__Text extract__.
Chapter 1 demonstrated the problem migration poses for security studies and articulated an alternative way of conceptualizing security that is capable of moving beyond the state. Chapter 2 then excavated the process of seeking security and the paradox brought about by the journey to seek security: the journey itself often undermines a migrant’s status as an asylum seeker as designated by the state, even though that individual might have self-identified as an asylum seeker often before embarking upon the journey, or during the journey. In this chapter I turn to the relationship between migration, security and human rights in order to present a deeper understanding of how the ordering of the world places limits on migration, even as migrants simultaneously contest those limits in their actions. Human rights have been considered integral to security, most prominently within the Aberystwyth approach to critical security as emancipation, and within the human security framework. In this chapter I explore the tension that exists between the Aberystwyth school’s focus on emancipation and post-structural iterations of security that have critiqued emancipation as remaining too close to Western liberal ideas. I argue that human rights are linked to extant conceptualizations and practices of security, in particular the ends of securing the sovereign state.

__Directives__.
1) In the migration and security text, why does the author turn in this chapter to the relationship between migration, security and human rights? Answer in one to three sentences.
2) According to the migration and security text, which two approaches have most prominently treated human rights as integral to security?
3) Recast the paragraph of the migration and security text that begins "Chapter 1 demonstrated the problem" as a bulleted list that keeps its main facts.
The entries are not needed for any of the work here.

[Position identification entries]
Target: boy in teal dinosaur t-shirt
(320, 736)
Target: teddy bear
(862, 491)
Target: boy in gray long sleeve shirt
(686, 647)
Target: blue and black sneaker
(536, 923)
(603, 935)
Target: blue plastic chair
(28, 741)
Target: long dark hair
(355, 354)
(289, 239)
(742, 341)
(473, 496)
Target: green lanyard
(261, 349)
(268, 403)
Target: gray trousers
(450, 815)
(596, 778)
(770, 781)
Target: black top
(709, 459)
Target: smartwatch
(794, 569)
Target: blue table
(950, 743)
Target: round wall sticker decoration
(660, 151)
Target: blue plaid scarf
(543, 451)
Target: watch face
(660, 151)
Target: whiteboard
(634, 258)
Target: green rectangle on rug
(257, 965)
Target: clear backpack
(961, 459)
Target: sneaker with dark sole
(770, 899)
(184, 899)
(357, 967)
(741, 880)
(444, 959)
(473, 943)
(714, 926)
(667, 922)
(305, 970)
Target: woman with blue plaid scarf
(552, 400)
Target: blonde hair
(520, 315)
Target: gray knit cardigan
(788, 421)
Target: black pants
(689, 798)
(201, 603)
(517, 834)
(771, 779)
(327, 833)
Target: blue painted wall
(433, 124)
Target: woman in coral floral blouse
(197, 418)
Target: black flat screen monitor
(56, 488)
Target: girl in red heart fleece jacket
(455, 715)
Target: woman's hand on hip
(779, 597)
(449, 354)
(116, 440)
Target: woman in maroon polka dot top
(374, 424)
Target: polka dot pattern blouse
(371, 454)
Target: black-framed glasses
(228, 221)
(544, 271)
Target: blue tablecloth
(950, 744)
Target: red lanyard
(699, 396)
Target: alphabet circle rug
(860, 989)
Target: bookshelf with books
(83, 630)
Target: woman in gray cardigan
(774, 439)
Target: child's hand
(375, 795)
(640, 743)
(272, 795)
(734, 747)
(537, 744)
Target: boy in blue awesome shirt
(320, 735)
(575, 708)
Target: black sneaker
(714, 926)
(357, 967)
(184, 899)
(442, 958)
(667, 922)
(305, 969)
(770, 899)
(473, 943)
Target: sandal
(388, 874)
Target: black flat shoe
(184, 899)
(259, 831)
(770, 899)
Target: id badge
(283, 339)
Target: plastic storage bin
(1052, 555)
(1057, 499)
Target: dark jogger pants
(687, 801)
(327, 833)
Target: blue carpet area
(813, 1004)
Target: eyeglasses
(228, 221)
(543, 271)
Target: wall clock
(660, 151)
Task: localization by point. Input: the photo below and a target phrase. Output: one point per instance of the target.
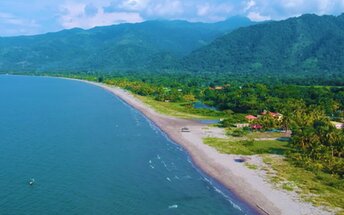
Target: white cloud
(134, 5)
(76, 15)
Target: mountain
(118, 47)
(308, 44)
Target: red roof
(256, 126)
(250, 117)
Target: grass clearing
(248, 147)
(320, 189)
(180, 110)
(257, 135)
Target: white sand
(244, 182)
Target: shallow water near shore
(90, 153)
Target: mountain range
(111, 48)
(308, 44)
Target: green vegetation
(124, 48)
(316, 187)
(180, 110)
(308, 45)
(248, 147)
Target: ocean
(90, 153)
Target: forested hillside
(308, 44)
(108, 49)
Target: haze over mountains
(118, 47)
(307, 44)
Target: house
(185, 129)
(338, 125)
(251, 117)
(275, 115)
(256, 126)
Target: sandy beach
(244, 182)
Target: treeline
(307, 110)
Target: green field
(321, 189)
(180, 109)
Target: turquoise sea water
(90, 153)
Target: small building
(251, 117)
(275, 115)
(256, 127)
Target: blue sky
(27, 17)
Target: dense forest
(308, 111)
(125, 47)
(293, 67)
(309, 44)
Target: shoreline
(254, 190)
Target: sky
(29, 17)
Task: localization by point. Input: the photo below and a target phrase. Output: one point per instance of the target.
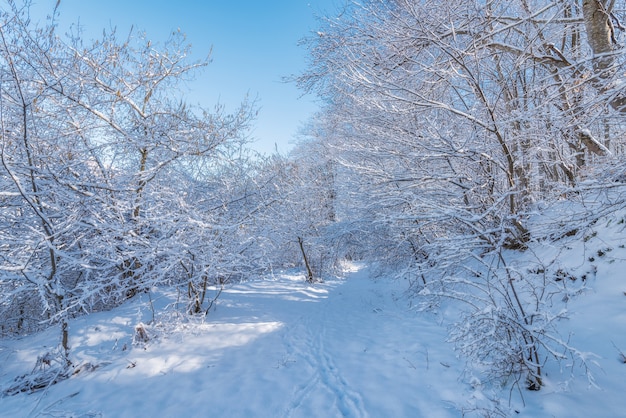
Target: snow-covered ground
(280, 347)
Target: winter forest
(462, 148)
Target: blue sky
(254, 46)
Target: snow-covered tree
(457, 118)
(99, 158)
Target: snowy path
(277, 348)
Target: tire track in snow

__Solutions to the exercise__.
1) The author turns to this relationship to give a deeper understanding of how the ordering of the world limits migration. Migrants at the same time contest those limits through their actions.

2) The Aberystwyth approach to critical security as emancipation and the human security framework.

3)
- Chapter 1 showed the problem migration poses for security studies and proposed a way of conceptualizing security that goes beyond the state.
- Chapter 2 examined the process of seeking security and its paradox: the journey often undermines a migrant's state-designated status as an asylum seeker, even when the person self-identified as one before or during the journey.
- This chapter examines the relationship between migration, security and human rights to show how the ordering of the world limits migration while migrants contest those limits through their actions.
- Human rights are considered integral to security, most prominently in the Aberystwyth approach to critical security as emancipation and in the human security framework.
- The chapter explores the tension between the Aberystwyth school's focus on emancipation and post-structural views that criticize emancipation as too close to Western liberal ideas.
- The author argues that human rights are tied to existing conceptions and practices of security, particularly to securing the sovereign state.